_Challenge_
Update the listing below by changing every "pointer" to "locator" and keeping all other text as it is. Leave the pictures out of your answer.
----- Data supplied
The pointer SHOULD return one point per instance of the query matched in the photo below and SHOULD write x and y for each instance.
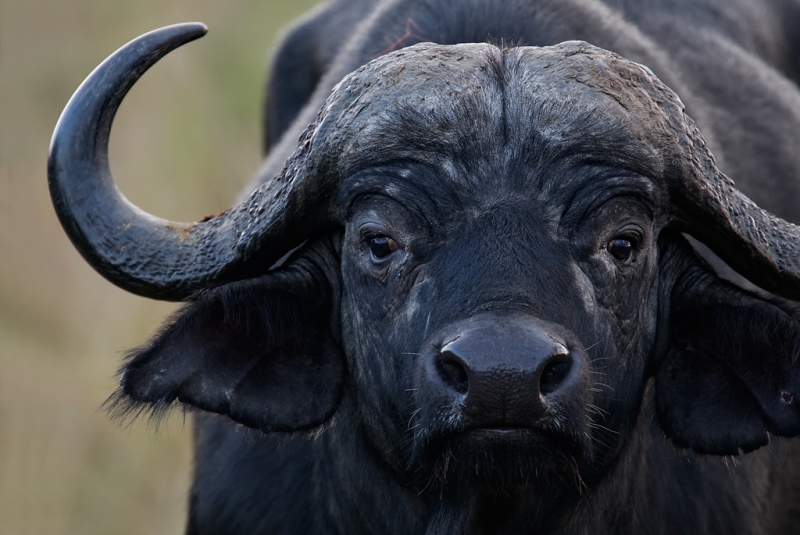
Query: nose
(509, 373)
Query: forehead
(482, 120)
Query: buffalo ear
(731, 374)
(261, 351)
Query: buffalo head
(488, 268)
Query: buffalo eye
(620, 248)
(382, 246)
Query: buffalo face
(489, 270)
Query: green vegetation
(185, 142)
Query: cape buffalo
(466, 301)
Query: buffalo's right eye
(382, 246)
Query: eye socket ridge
(623, 247)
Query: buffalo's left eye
(382, 246)
(620, 248)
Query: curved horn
(139, 252)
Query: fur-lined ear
(731, 373)
(261, 351)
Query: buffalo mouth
(502, 459)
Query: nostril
(554, 373)
(452, 371)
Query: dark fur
(678, 358)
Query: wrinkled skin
(531, 248)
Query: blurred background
(185, 142)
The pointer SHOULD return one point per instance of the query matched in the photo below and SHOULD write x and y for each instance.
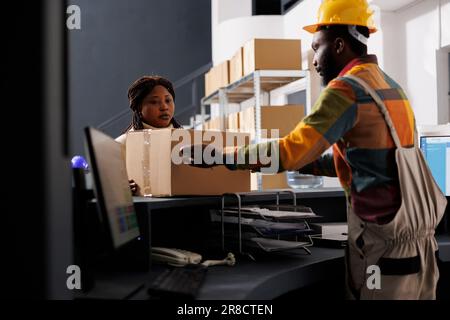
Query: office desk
(272, 276)
(269, 277)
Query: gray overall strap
(381, 106)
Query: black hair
(341, 31)
(138, 91)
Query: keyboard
(182, 282)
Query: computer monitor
(111, 188)
(436, 149)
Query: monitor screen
(437, 153)
(111, 187)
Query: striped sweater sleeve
(332, 116)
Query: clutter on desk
(330, 234)
(265, 227)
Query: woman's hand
(134, 187)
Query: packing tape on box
(146, 190)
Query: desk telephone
(180, 258)
(175, 257)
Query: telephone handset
(175, 257)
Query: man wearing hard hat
(386, 232)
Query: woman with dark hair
(152, 100)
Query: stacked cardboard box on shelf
(272, 54)
(284, 118)
(237, 65)
(217, 77)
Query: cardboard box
(272, 54)
(274, 181)
(217, 77)
(270, 181)
(237, 66)
(215, 124)
(149, 160)
(284, 118)
(233, 122)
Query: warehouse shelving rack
(254, 85)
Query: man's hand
(202, 155)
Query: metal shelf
(252, 86)
(244, 88)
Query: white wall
(445, 23)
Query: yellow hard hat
(347, 12)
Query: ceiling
(392, 5)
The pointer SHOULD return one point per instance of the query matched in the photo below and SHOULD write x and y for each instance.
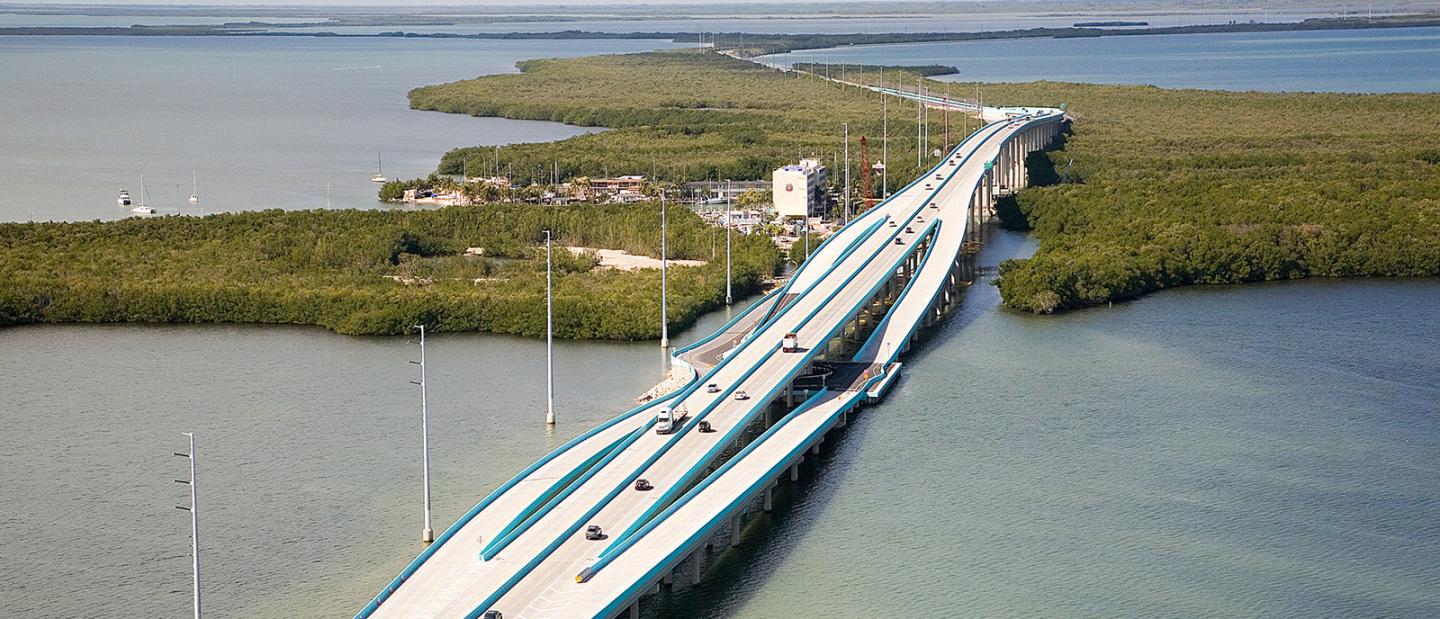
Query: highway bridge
(755, 410)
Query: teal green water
(1218, 452)
(1252, 451)
(1246, 451)
(262, 123)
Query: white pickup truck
(670, 419)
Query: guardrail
(650, 461)
(930, 231)
(425, 554)
(693, 540)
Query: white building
(799, 190)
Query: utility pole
(664, 259)
(729, 199)
(549, 337)
(195, 524)
(426, 533)
(847, 172)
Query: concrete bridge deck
(523, 550)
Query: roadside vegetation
(1178, 187)
(677, 115)
(372, 271)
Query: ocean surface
(1334, 61)
(784, 22)
(1240, 451)
(1204, 452)
(262, 123)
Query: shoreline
(759, 43)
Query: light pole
(426, 533)
(919, 127)
(729, 199)
(549, 337)
(884, 146)
(664, 317)
(847, 172)
(195, 524)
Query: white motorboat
(379, 170)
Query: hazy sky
(421, 3)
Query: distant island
(1109, 23)
(749, 43)
(1149, 189)
(925, 71)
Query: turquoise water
(1207, 452)
(1240, 451)
(1335, 61)
(264, 123)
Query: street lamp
(426, 533)
(549, 337)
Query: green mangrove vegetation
(1159, 187)
(676, 115)
(372, 271)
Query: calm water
(308, 457)
(264, 123)
(789, 22)
(1207, 452)
(833, 23)
(1338, 61)
(1252, 451)
(1256, 451)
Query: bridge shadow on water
(736, 575)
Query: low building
(720, 192)
(619, 189)
(618, 184)
(799, 190)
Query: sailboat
(141, 208)
(379, 172)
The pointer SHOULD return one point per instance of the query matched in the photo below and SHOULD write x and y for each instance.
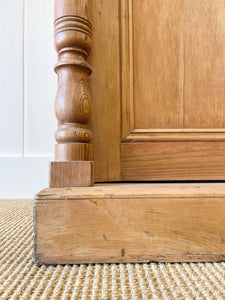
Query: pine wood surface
(128, 223)
(173, 161)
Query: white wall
(27, 92)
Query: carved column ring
(72, 31)
(75, 62)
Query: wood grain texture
(105, 89)
(173, 161)
(178, 58)
(73, 107)
(71, 173)
(130, 224)
(73, 151)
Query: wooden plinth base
(130, 223)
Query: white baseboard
(23, 177)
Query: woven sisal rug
(20, 278)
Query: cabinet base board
(130, 223)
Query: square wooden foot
(71, 173)
(130, 223)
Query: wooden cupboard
(140, 99)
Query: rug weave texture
(20, 278)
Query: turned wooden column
(73, 151)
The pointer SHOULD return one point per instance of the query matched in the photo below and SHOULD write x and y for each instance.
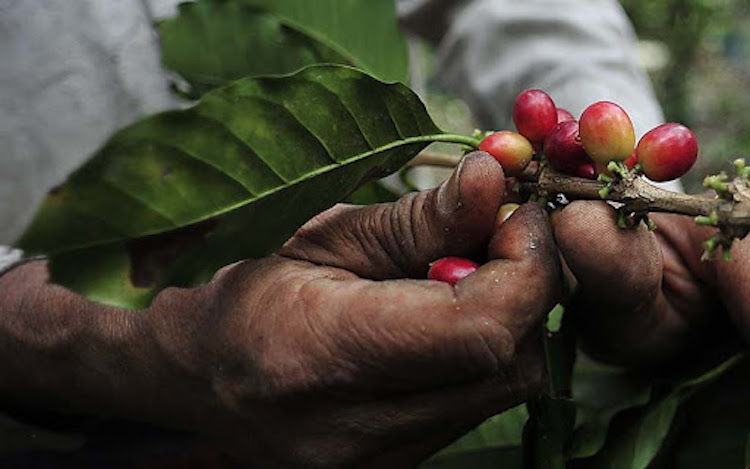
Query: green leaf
(374, 192)
(601, 392)
(548, 431)
(637, 435)
(211, 43)
(363, 31)
(715, 423)
(174, 197)
(494, 441)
----------
_Response to this task_
The locator SHOULD return one point per instance of the query matched in the photo below and SHOULD write x and y for each instance.
Query: nose
(509, 373)
Query: forehead
(482, 120)
Query: buffalo ear
(731, 374)
(261, 351)
Query: buffalo head
(488, 268)
Query: buffalo eye
(620, 248)
(382, 246)
Query: buffalo face
(489, 270)
Query: green vegetation
(185, 142)
Query: cape buffalo
(466, 301)
Query: buffalo's right eye
(382, 246)
Query: eye socket ridge
(623, 247)
Query: buffalo's left eye
(382, 246)
(620, 248)
Query: curved horn
(139, 252)
Query: fur-lined ear
(731, 373)
(261, 351)
Query: buffalo mouth
(502, 459)
Query: nostril
(554, 373)
(452, 371)
Query: dark fur
(678, 358)
Query: wrinkled skin
(531, 248)
Query: blurred background
(185, 142)
The locator SHOULD return one point per instance of the query matched in the photo below and SHOULD write x and y for each instance.
Query: office desk
(272, 276)
(269, 277)
Query: gray overall strap
(381, 106)
Query: black hair
(341, 31)
(138, 91)
Query: keyboard
(182, 282)
Query: computer monitor
(111, 188)
(436, 149)
Query: monitor screen
(437, 153)
(111, 187)
Query: striped sweater sleeve
(332, 116)
Query: clutter on desk
(330, 234)
(265, 227)
Query: woman's hand
(134, 187)
Query: packing tape on box
(146, 190)
Query: desk telephone
(180, 258)
(175, 257)
Query: telephone handset
(175, 257)
Query: man wearing hard hat
(386, 232)
Query: woman with dark hair
(152, 100)
Query: stacked cardboard box on shelf
(272, 54)
(284, 118)
(237, 65)
(217, 77)
Query: cardboard box
(272, 54)
(274, 181)
(217, 77)
(270, 181)
(237, 66)
(215, 124)
(149, 160)
(284, 118)
(233, 122)
Query: warehouse shelving rack
(254, 85)
Query: man's hand
(202, 155)
Query: metal shelf
(252, 86)
(244, 88)
Query: white wall
(445, 23)
Query: yellow hard hat
(347, 12)
Query: ceiling
(392, 5)
The locator SHOULD return one point per instance of the query matched in the photo below and SHOULD write x and y for each instance.
Query: highway bridge
(755, 410)
Query: teal green water
(1218, 452)
(1252, 451)
(1246, 451)
(262, 123)
Query: white pickup truck
(670, 419)
Query: guardrail
(650, 461)
(930, 231)
(425, 554)
(693, 540)
Query: white building
(799, 190)
Query: utility pole
(664, 259)
(729, 199)
(549, 337)
(195, 524)
(426, 533)
(847, 172)
Query: concrete bridge deck
(523, 550)
Query: roadside vegetation
(1178, 187)
(677, 115)
(372, 271)
Query: ocean surface
(1334, 61)
(784, 22)
(1240, 451)
(1204, 452)
(262, 123)
Query: shoreline
(759, 43)
Query: light pole
(426, 533)
(919, 127)
(729, 199)
(549, 337)
(884, 146)
(664, 317)
(847, 172)
(195, 524)
Query: white motorboat
(379, 170)
Query: hazy sky
(421, 3)
Query: distant island
(1109, 23)
(749, 43)
(1149, 189)
(925, 71)
Query: turquoise water
(1207, 452)
(1240, 451)
(1335, 61)
(264, 123)
Query: street lamp
(426, 533)
(549, 337)
Query: green mangrove vegetation
(1159, 187)
(676, 115)
(372, 271)
Query: calm water
(308, 457)
(264, 123)
(789, 22)
(1207, 452)
(833, 23)
(1338, 61)
(1252, 451)
(1256, 451)
Query: bridge shadow on water
(736, 575)
Query: low building
(720, 192)
(619, 189)
(618, 184)
(799, 190)
Query: sailboat
(141, 208)
(379, 172)
The locator SHOULD return one point per instance of the query matched in the photo below and SHOULD write x and y for each instance.
Query: pine wood surface
(128, 223)
(173, 161)
Query: white wall
(27, 92)
Query: carved column ring
(72, 31)
(75, 62)
Query: wood grain texture
(105, 89)
(173, 161)
(178, 58)
(73, 107)
(71, 173)
(130, 224)
(73, 151)
Query: wooden plinth base
(130, 223)
Query: white baseboard
(23, 177)
Query: woven sisal rug
(20, 278)
Query: cabinet base board
(130, 223)
Query: square wooden foot
(71, 173)
(130, 223)
Query: wooden cupboard
(140, 99)
Query: rug weave texture
(20, 278)
Query: turned wooden column
(73, 151)
The locator SHOULD return one point per instance of the query matched in the photo below and SHOULD write x and y for each instance.
Query: green leaf
(374, 192)
(601, 392)
(548, 431)
(637, 435)
(211, 43)
(363, 31)
(715, 423)
(174, 197)
(494, 441)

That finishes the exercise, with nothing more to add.